*** Opening READING PASSAGE ***

So I have made my run and I noticed what appears to be a significant shift in my Swamp coverage near the edges of the swamp area (where the elevation is dipping) the Model shifted into transitional Salt marsh between the T0 and the model start year. It is unclear to me how I shift the model so swamp can occur at a lower elevation.  Is that done in the elevation analysis window?  I was looking at that window with the 5 and 95 percentile information and was not completely sure how to interpret what I was looking at. Also I may have to shift a couple other wetland types. I feel like this should be an easy fix but I am not sure where to start.

Thank you for any assistance you can provide.

Rich

marco.propato

Hi Rich,
initially, SLAMM simulates the "time zero" step, in which the consistency of model assumptions is validated with respect to available wetland coverage information, elevation data and tidal frames. Due to simplifications within the SLAMM conceptual model, DEM and wetland layer uncertainty, or other local factors, some cells may fall below their lowest allowable elevation category and would be immediately converted by the model to a different land cover category (e.g. an area categorized in the wetland layer as swamp where water has a tidal regime according to its elevation and tidal information will be converted to a tidal marsh). These cells represent outliers on the distribution of elevations for a given land-cover type. Generally, a threshold tolerance of up to 5% change is allowed for in major land cover categories in SLAMM analyses (e.g. we allow the conversion to happen if it is not more than 5%)

So you can try to change the min/max allowable elevations in the elevation analysis window. However, this shift may be due to other reasons, for example the available elevations in those areas are very low and the tides data show that water there is tidal .... therefore a swamp can't be there for the model. So maybe is the tidal information that needs to be re-evaluated or the elevations around are too low and allow water to enter ....

*** Closing READING PASSAGE ***
*** Opening DATA EXCERPTS ***

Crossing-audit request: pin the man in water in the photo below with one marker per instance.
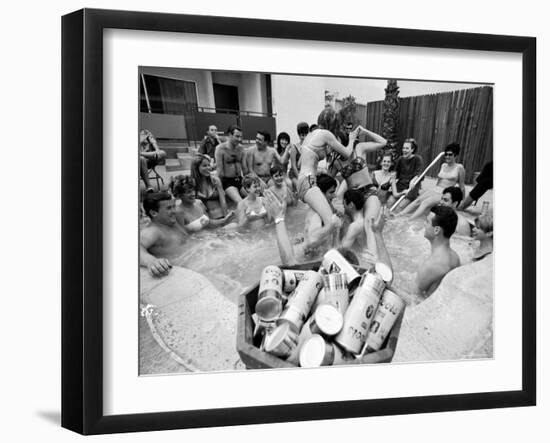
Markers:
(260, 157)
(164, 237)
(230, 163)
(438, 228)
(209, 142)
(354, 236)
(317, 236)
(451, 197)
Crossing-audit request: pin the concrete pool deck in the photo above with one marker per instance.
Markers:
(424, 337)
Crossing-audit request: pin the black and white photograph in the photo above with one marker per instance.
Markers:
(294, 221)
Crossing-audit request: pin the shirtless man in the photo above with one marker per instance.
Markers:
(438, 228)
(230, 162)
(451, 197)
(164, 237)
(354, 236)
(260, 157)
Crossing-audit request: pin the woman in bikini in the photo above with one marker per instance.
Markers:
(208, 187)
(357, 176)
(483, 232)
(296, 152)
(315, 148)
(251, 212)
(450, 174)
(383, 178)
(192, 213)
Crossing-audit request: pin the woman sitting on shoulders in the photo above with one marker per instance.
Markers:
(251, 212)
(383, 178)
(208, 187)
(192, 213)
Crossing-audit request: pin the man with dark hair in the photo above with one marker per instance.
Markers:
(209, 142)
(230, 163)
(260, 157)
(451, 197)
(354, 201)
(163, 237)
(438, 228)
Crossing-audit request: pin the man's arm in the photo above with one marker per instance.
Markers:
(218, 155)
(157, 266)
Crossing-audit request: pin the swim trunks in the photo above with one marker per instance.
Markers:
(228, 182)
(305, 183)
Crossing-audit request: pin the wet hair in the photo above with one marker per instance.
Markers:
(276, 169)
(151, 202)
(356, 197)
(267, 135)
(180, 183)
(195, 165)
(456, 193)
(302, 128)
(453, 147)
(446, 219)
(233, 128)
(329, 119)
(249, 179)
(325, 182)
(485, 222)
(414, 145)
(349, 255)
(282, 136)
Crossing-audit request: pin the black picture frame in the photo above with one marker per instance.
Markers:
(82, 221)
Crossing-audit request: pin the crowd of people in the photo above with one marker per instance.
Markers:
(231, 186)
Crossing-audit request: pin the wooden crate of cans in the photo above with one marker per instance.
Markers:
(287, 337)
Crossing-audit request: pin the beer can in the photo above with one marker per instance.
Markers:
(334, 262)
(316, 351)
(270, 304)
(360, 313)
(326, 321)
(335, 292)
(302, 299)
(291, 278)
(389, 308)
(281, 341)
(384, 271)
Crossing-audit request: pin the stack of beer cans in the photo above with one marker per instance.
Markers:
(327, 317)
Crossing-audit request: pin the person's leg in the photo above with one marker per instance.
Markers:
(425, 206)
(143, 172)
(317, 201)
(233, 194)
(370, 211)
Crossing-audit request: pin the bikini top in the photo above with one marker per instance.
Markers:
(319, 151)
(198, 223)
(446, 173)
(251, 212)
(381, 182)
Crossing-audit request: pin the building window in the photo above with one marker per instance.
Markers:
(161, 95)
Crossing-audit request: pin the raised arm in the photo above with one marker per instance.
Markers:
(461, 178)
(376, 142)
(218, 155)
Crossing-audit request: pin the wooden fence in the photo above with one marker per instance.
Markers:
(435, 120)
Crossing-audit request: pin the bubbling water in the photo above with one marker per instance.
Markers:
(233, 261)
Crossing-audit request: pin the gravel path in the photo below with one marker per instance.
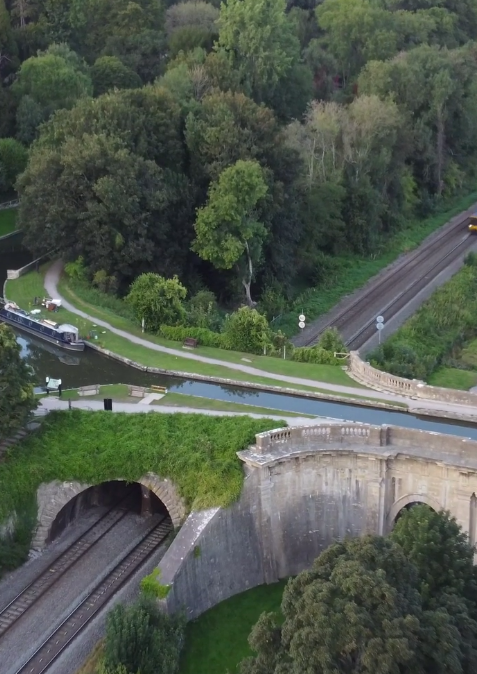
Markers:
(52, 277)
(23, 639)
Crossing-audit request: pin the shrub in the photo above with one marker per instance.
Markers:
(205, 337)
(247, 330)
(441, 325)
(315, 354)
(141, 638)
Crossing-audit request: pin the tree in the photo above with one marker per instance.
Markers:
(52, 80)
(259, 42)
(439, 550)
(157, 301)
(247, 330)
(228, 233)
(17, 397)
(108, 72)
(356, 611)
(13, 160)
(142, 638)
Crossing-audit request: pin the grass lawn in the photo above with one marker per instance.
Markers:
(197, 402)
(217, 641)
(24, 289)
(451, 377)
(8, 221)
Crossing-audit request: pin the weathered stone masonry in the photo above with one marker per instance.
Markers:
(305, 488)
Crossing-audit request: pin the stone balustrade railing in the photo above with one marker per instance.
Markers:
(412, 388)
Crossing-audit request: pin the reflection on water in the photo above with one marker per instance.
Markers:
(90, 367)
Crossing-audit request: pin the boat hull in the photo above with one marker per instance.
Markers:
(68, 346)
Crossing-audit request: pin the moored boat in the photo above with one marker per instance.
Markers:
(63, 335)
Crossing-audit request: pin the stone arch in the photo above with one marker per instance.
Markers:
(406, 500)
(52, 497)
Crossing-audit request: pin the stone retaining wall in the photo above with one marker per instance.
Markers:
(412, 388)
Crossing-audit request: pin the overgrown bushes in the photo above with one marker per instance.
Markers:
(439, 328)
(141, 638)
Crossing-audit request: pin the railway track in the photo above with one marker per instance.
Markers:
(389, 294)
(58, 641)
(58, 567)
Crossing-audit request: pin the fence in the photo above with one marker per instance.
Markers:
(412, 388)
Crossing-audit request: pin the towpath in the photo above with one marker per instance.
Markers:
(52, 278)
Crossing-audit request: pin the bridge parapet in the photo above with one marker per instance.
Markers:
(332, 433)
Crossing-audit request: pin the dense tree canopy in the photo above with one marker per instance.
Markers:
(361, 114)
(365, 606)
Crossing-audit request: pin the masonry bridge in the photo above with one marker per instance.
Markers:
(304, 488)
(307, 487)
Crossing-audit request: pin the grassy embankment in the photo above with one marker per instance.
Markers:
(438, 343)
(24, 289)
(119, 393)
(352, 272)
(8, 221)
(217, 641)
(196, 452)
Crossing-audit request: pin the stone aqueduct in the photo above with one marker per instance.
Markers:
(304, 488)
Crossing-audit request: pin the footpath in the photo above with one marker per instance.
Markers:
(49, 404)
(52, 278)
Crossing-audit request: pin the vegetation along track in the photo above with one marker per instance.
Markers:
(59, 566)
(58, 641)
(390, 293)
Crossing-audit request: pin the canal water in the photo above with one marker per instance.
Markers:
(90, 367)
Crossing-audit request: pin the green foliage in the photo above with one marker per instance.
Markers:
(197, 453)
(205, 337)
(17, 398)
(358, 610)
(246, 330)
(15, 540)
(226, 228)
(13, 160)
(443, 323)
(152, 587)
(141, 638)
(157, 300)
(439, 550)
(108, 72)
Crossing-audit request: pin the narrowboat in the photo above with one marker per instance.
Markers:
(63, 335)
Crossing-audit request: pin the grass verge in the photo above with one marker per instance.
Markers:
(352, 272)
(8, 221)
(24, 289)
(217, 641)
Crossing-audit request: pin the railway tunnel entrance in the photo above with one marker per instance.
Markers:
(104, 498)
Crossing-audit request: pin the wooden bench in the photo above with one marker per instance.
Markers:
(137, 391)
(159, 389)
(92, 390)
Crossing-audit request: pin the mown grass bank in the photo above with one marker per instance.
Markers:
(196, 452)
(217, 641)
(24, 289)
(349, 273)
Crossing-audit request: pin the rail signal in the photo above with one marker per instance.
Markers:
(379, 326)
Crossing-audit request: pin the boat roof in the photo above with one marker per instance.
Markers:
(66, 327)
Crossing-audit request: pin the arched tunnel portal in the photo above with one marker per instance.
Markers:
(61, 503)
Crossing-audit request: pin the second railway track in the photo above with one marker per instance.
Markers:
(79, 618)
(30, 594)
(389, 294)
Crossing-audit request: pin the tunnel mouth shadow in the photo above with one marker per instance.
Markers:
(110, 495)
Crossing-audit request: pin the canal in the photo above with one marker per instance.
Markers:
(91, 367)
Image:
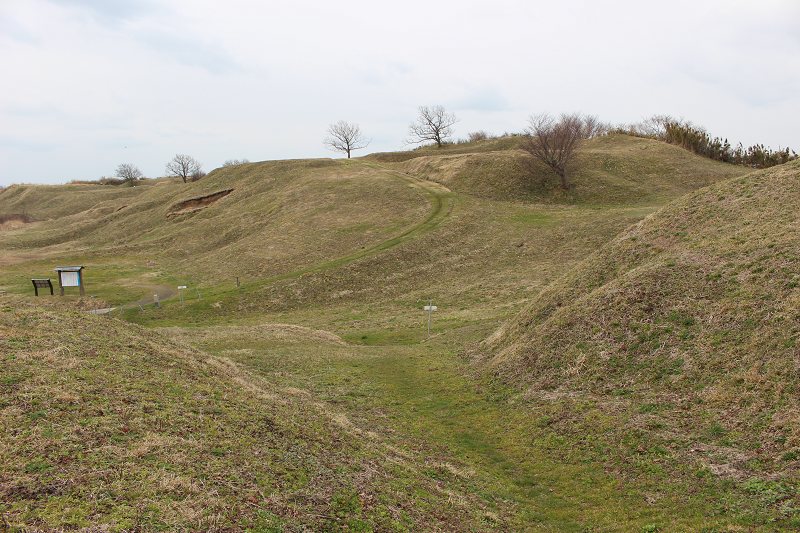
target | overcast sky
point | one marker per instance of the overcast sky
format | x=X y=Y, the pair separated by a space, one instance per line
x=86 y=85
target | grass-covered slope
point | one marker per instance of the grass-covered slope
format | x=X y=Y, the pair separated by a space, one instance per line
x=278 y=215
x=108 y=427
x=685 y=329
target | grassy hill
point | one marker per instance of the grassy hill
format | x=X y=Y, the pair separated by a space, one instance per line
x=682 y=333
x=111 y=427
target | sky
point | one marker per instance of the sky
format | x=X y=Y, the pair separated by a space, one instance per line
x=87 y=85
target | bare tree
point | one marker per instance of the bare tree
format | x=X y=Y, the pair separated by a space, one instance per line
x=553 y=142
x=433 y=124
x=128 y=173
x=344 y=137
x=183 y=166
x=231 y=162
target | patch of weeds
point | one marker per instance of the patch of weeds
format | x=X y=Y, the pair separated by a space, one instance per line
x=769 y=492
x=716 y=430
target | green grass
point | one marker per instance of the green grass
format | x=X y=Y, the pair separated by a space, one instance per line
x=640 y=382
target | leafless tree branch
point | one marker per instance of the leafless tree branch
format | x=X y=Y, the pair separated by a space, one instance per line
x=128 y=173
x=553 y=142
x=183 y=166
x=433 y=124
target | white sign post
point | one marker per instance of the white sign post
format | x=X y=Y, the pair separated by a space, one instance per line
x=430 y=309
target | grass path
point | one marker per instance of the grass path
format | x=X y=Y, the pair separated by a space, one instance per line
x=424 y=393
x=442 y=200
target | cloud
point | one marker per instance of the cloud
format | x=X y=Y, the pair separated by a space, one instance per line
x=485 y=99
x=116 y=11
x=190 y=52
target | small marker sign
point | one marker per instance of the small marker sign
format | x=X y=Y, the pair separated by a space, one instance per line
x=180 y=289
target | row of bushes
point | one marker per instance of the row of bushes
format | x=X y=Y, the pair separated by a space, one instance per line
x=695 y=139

*** Closing DATA EXCERPTS ***

EXERCISE OBJECTIVE >> From the SLAMM forum thread, write out everything from "So you can try" down to "to enter ....", word for word.

SOLUTION >>
So you can try to change the min/max allowable elevations in the elevation analysis window. However, this shift may be due to other reasons, for example the available elevations in those areas are very low and the tides data show that water there is tidal .... therefore a swamp can't be there for the model. So maybe is the tidal information that needs to be re-evaluated or the elevations around are too low and allow water to enter ....